Travail à effectuer »
1) Répondez aux questions suivantes à l'aide de l'extrait :
(a) Qui est le rapporteur cité par M. Charasse ?
(b) Quel surnom Clemenceau avait-il donné à la Haute Assemblée ?
(c) Quel article de la Constitution accorde une protection spéciale au mandat ?
2) Reproduisez le passage de l'extrait allant de « Je vous ai saisis aussi » jusqu'à « à notre mandat. » inclus, en remplaçant « sénateur » par « élu ».

Extrait fourni »
M. Charles de Cuttoli. Très bien !
M. Emmanuel Hamel. Vous avez raison, monsieur Dreyfus-Schmidt !
M. le président. La parole est à M. Charasse.
M. Michel Charasse. Monsieur le président, mes chers collègues, les interventions précédentes, notamment celle de notre rapporteur, M. Gélard, ainsi que celle de M. Dreyfus-Schmidt, qui a répondu à M. Fauchon, vont me faciliter les choses et me dispenseront d'entrer plus avant dans le fond de l'affaire.
Je crois que le Sénat est maintenant parfaitement informé de tout cela à travers ce qui a été dit et ce qui a été écrit.
Si j'ai cru utile, mes chers collègues, de vous saisir de cette affaire et de soustraire pour un moment le Sénat à ses travaux habituels en cette période spécialement chargée pour le Parlement, ce n'est évidemment pas, je vous prie de me croire, pour tenter d'échapper à l'amende qui m'a été infligée, d'autant que, comme le souligne fort justement notre rapporteur, M. Gélard, vous n'avez pas le droit de m'en dispenser.
Je vous ai saisis parce que le conflit qui m'oppose à un juge soulève de graves problèmes de principe quant à la place et aux prérogatives de l'autorité judiciaire vis-à-vis des pouvoirs constitutionnels élus, qui, contrairement aux magistrats, sont l'émanation de la souveraineté nationale.
Ces problèmes touchent aux fondements mêmes des institutions de notre République et de notre démocratie, fondements et institutions dont la Haute Assemblée, que Clemenceau avait surnommée « le Sénat conservateur de la République », est la gardienne, avec le Président de la République et l'Assemblée nationale.
Je vous ai saisis aussi et surtout parce que le mandat parlementaire est concerné et que nous sommes en présence de poursuites dirigées contre un sénateur pour raisons liées à sa fonction, c'est-à-dire de poursuites qui, selon Eugène Pierre, brillamment cité par M. Gélard tout à l'heure, peuvent être considérées comme ni sérieuses, ni sincères, ni loyales, ce qui justifie donc la mise en oeuvre de la protection spéciale que l'article 26 de la Constitution accorde à notre mandat.
Tous les éléments étant donc connus, je me contenterai de trois brèves observations avant de donner au Sénat des informations de nature à l'éclairer complètement sur les intentions réelles du magistrat concerné.
Première observation, mes chers collègues, pour que les choses soient claires : il n'y a dans ma démarche aucune arrière-pensée inavouable qui tromperait le Sénat sur le sens de mon intervention et de mes intentions.
Nous savons tous, et moi aussi, que, dans leur écrasante majorité, les magistrats font leur travail, non sans mérite et avec conscience, honnêteté, rigueur et dévouement à la chose publique, et j'ajouterai la plupart du temps dans la plus totale discrétion et dans le strict respect de la loi.

Entrées présentées »
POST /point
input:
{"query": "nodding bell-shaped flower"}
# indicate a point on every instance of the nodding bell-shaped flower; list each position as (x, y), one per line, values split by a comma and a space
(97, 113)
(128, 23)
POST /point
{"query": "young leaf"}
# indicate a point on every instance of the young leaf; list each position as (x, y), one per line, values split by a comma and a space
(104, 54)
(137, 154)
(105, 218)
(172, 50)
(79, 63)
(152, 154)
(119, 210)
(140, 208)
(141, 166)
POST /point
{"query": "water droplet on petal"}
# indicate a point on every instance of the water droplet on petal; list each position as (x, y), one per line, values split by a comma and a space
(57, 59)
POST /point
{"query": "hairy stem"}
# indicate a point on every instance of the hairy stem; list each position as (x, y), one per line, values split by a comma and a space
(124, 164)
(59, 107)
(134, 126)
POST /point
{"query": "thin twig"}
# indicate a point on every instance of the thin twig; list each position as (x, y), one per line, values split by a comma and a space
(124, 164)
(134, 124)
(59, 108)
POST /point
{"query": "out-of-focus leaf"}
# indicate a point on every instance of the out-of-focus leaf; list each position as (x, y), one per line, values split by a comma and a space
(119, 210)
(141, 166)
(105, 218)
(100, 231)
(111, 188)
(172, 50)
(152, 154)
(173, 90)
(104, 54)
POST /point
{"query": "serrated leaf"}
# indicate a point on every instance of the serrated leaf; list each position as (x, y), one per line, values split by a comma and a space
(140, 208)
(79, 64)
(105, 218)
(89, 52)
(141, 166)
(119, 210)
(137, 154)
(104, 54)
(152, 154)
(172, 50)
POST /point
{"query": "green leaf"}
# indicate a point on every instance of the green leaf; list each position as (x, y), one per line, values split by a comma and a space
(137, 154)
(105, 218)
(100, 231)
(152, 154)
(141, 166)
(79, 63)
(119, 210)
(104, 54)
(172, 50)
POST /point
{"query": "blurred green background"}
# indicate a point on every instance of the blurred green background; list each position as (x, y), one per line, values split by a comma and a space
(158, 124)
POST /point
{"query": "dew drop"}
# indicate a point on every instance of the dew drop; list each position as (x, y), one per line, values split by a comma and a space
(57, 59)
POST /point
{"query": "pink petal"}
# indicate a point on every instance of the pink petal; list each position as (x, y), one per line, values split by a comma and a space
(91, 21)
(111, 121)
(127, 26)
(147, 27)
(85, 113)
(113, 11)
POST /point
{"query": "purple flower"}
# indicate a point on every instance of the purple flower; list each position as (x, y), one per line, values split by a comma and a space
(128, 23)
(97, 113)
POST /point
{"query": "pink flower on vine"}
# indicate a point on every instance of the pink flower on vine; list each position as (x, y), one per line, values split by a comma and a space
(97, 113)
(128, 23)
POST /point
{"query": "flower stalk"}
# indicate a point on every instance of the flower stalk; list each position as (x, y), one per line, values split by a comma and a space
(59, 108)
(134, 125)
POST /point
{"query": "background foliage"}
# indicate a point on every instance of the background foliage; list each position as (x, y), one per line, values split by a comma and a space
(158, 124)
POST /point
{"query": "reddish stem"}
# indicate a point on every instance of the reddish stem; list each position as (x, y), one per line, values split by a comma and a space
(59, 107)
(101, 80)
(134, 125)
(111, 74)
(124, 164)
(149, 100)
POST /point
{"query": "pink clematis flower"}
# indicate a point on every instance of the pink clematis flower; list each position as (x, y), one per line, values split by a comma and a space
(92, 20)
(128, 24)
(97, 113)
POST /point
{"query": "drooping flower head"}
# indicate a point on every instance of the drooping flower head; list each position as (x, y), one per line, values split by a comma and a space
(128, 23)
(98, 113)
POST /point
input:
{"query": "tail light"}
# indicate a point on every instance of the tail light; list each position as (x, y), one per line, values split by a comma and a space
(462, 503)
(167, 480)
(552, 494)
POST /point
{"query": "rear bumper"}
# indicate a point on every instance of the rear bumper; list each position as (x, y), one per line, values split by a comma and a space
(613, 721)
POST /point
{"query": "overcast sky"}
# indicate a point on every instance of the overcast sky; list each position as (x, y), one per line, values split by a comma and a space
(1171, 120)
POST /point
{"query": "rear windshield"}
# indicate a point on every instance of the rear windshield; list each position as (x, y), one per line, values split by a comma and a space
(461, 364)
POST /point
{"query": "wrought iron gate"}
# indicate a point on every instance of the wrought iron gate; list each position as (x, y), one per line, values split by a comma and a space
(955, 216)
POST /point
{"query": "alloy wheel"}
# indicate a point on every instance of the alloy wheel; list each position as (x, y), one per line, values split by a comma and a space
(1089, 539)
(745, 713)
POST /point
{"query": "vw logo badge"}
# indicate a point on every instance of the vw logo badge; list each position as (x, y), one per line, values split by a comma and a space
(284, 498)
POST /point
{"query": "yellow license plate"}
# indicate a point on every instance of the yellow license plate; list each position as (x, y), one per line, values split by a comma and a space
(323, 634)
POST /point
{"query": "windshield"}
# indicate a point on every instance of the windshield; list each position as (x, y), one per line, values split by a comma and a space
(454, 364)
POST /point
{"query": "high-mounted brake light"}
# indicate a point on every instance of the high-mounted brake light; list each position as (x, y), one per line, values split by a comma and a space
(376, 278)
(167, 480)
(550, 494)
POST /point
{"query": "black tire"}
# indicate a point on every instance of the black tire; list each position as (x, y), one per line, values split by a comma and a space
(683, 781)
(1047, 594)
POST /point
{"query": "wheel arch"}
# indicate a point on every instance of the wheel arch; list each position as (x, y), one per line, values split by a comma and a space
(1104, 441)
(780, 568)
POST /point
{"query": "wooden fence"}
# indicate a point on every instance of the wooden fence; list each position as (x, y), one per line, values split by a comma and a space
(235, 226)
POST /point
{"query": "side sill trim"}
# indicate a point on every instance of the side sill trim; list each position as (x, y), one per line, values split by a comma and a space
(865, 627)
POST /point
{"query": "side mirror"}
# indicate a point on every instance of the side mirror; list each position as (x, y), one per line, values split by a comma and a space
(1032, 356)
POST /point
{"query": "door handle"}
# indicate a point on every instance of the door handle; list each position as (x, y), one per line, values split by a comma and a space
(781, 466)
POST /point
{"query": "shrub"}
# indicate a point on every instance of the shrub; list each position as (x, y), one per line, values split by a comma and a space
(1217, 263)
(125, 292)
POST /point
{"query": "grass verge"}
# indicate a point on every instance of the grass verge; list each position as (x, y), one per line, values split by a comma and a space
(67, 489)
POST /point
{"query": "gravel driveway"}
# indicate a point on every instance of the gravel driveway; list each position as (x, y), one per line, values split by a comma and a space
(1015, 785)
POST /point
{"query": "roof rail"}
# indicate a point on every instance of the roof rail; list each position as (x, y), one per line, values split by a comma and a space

Résultats par tâche »
1)
(a) M. Gélard.
(b) « le Sénat conservateur de la République ».
(c) L'article 26.

2)
Je vous ai saisis aussi et surtout parce que le mandat parlementaire est concerné et que nous sommes en présence de poursuites dirigées contre un élu pour raisons liées à sa fonction, c'est-à-dire de poursuites qui, selon Eugène Pierre, brillamment cité par M. Gélard tout à l'heure, peuvent être considérées comme ni sérieuses, ni sincères, ni loyales, ce qui justifie donc la mise en oeuvre de la protection spéciale que l'article 26 de la Constitution accorde à notre mandat.